Task to complete: The data below is to be repeated in full, exactly as given.

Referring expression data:
┌──

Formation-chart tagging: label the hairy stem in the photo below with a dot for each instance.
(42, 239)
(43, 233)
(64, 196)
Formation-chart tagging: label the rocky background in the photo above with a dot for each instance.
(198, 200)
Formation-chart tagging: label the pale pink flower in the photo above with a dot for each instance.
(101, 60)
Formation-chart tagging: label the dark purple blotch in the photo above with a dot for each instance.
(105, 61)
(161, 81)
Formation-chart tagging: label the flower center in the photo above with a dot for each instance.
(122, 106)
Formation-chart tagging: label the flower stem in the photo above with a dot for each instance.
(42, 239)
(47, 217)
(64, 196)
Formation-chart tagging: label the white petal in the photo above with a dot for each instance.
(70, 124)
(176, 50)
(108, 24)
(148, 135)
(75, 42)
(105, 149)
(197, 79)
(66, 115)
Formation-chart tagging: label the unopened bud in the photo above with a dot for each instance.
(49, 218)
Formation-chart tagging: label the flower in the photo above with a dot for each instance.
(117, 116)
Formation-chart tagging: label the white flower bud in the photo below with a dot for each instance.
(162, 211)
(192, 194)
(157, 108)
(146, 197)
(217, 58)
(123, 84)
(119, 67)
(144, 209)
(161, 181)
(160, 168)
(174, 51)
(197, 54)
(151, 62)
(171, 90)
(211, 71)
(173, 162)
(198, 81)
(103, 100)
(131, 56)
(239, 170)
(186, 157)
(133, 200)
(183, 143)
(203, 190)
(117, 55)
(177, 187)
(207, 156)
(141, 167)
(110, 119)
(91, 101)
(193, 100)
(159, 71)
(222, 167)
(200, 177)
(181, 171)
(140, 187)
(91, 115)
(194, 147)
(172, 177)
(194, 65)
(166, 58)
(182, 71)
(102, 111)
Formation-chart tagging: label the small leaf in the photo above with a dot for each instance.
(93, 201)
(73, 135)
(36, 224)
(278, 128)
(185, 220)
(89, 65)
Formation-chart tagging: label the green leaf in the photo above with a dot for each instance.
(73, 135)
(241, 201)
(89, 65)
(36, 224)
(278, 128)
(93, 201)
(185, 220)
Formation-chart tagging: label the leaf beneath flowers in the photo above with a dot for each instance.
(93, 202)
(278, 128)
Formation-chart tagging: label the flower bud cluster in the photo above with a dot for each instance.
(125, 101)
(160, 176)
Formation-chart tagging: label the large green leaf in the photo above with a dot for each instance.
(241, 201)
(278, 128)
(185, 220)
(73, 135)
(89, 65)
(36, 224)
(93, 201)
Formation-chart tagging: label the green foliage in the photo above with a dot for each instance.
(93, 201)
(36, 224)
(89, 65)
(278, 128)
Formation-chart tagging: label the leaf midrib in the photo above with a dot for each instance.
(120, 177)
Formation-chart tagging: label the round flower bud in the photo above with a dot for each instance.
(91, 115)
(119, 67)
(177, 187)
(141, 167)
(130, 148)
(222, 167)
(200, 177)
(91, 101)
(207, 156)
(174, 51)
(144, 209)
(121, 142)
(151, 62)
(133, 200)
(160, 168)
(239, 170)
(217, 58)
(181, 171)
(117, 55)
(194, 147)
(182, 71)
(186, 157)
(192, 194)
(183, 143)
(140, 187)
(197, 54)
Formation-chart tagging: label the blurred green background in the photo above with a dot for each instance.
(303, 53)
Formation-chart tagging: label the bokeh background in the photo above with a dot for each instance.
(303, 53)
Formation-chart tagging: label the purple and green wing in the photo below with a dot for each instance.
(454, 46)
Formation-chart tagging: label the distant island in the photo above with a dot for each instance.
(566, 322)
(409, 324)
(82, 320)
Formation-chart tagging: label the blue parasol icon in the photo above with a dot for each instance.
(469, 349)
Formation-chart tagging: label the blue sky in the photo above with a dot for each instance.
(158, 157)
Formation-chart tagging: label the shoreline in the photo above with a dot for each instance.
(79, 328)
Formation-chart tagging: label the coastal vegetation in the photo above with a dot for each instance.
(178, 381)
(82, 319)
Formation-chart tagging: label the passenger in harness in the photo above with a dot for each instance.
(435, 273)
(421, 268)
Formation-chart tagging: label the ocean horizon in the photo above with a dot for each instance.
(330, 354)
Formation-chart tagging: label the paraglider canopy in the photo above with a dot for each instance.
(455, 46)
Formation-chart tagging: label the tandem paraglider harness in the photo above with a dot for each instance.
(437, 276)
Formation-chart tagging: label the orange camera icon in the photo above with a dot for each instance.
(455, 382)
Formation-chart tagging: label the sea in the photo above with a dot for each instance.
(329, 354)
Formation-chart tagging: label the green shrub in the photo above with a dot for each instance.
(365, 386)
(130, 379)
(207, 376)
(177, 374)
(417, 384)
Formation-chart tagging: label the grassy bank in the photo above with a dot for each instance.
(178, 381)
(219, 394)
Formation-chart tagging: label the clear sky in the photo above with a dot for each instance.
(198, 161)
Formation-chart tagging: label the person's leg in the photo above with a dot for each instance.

└──

Output below:
Formation-chart tagging: label the hairy stem in the photo below with a dot for each instance.
(42, 239)
(43, 233)
(64, 196)
Formation-chart tagging: label the rocky background in the photo above with a dot for each instance.
(198, 200)
Formation-chart tagging: label the pale pink flower in the photo above with a dot for each instance.
(101, 60)
Formation-chart tagging: label the dark purple blotch in the photo above with a dot for each instance.
(105, 61)
(161, 81)
Formation-chart tagging: label the flower center in the photo above with a dot for each instance.
(122, 106)
Formation-chart tagging: label the flower stem in the photo above with a dot for each instance.
(42, 239)
(47, 217)
(64, 196)
Formation-chart tagging: label the white petal in the photo above with a dot for each instance.
(70, 124)
(176, 50)
(108, 24)
(148, 135)
(75, 42)
(105, 149)
(197, 79)
(66, 115)
Formation-chart tagging: label the unopened bud in the photo above with a dot for each instance.
(49, 218)
Formation-chart tagging: label the flower in the photo above with a dot for each instance.
(117, 116)
Formation-chart tagging: label the white flower bud in the photo below with a dot for each instance.
(162, 211)
(192, 194)
(157, 108)
(146, 197)
(217, 58)
(123, 84)
(119, 67)
(144, 209)
(161, 181)
(160, 168)
(174, 51)
(197, 54)
(151, 62)
(171, 90)
(211, 71)
(173, 162)
(198, 81)
(103, 100)
(131, 56)
(239, 170)
(186, 157)
(133, 200)
(183, 143)
(203, 190)
(117, 55)
(177, 187)
(207, 156)
(141, 167)
(110, 119)
(91, 101)
(193, 100)
(159, 71)
(222, 167)
(200, 177)
(181, 171)
(140, 187)
(91, 115)
(194, 147)
(172, 177)
(194, 65)
(166, 58)
(182, 71)
(102, 111)
Formation-chart tagging: label the small leaf in the photo above with a dot for each instance.
(93, 201)
(73, 135)
(36, 224)
(278, 128)
(185, 220)
(89, 65)
Formation-chart tagging: label the green leaf in the photo above with a dot for each instance.
(73, 135)
(241, 201)
(89, 65)
(36, 224)
(278, 128)
(93, 201)
(185, 220)
Formation-chart tagging: label the leaf beneath flowers in the photo above with a dot for each instance.
(93, 202)
(278, 128)
Formation-chart tagging: label the flower bud cluster in the photo above with a dot for each instance.
(125, 101)
(160, 176)
Formation-chart tagging: label the large green leaf in the photo above with a dot for each instance.
(241, 201)
(278, 128)
(185, 220)
(73, 135)
(89, 65)
(36, 224)
(93, 201)
Formation-chart tagging: label the green foliage in the photo above with a dot for each instance.
(93, 201)
(36, 224)
(89, 65)
(278, 128)
Formation-chart tagging: label the leaf midrib in the photo above with a dot for each instance.
(120, 177)
Formation-chart tagging: label the round flower bud in the photo above with a dot for each instance.
(91, 115)
(119, 67)
(177, 187)
(141, 167)
(130, 148)
(222, 167)
(200, 177)
(91, 101)
(207, 156)
(174, 51)
(144, 209)
(121, 142)
(151, 62)
(133, 200)
(160, 168)
(239, 170)
(217, 58)
(181, 171)
(117, 55)
(194, 147)
(182, 71)
(186, 157)
(192, 194)
(183, 143)
(140, 187)
(197, 54)
Formation-chart tagging: label the blurred green background in the photo above with a dot for each instance.
(303, 53)
Formation-chart tagging: label the bokeh background in the photo above with a dot for each instance.
(303, 53)
Formation-chart tagging: label the purple and green wing in the photo below with a dot for each instance.
(454, 46)
Formation-chart tagging: label the distant island in the photo above with a dot for each instance.
(566, 322)
(409, 324)
(82, 320)
Formation-chart tagging: label the blue parasol icon in the photo above with a dot for each instance.
(469, 349)
Formation-chart tagging: label the blue sky in the photo above with a dot for each instance.
(158, 157)
Formation-chart tagging: label the shoreline in the photo above with a dot for each instance.
(79, 328)
Formation-chart tagging: label the coastal vegetation in the photo above with a dot for each instance.
(178, 381)
(82, 319)
Formation-chart tagging: label the passenger in harness in the photo above with a dot for each instance.
(435, 273)
(421, 268)
Formation-chart tagging: label the ocean horizon in the photo above with a dot for each instance.
(330, 354)
Formation-chart tagging: label the paraglider canopy in the photo above with a dot for each instance.
(455, 46)
Formation-chart tagging: label the tandem paraglider harness in the photo above with a dot for each instance.
(437, 276)
Formation-chart tagging: label the orange camera icon in the photo above with a dot for each instance.
(455, 382)
Formation-chart tagging: label the sea in the photo above with a dot for each instance.
(329, 354)
Formation-chart tagging: label the green shrub in the photo above with a dot for each instance.
(365, 386)
(130, 379)
(207, 376)
(177, 374)
(417, 384)
Formation-chart tagging: label the grassy bank in the photo above with a dot for each instance.
(178, 381)
(219, 394)
Formation-chart tagging: label the clear sky in the photo above with a dot for each instance.
(198, 161)
Formation-chart tagging: label the person's leg in the photo above with a dot for each instance.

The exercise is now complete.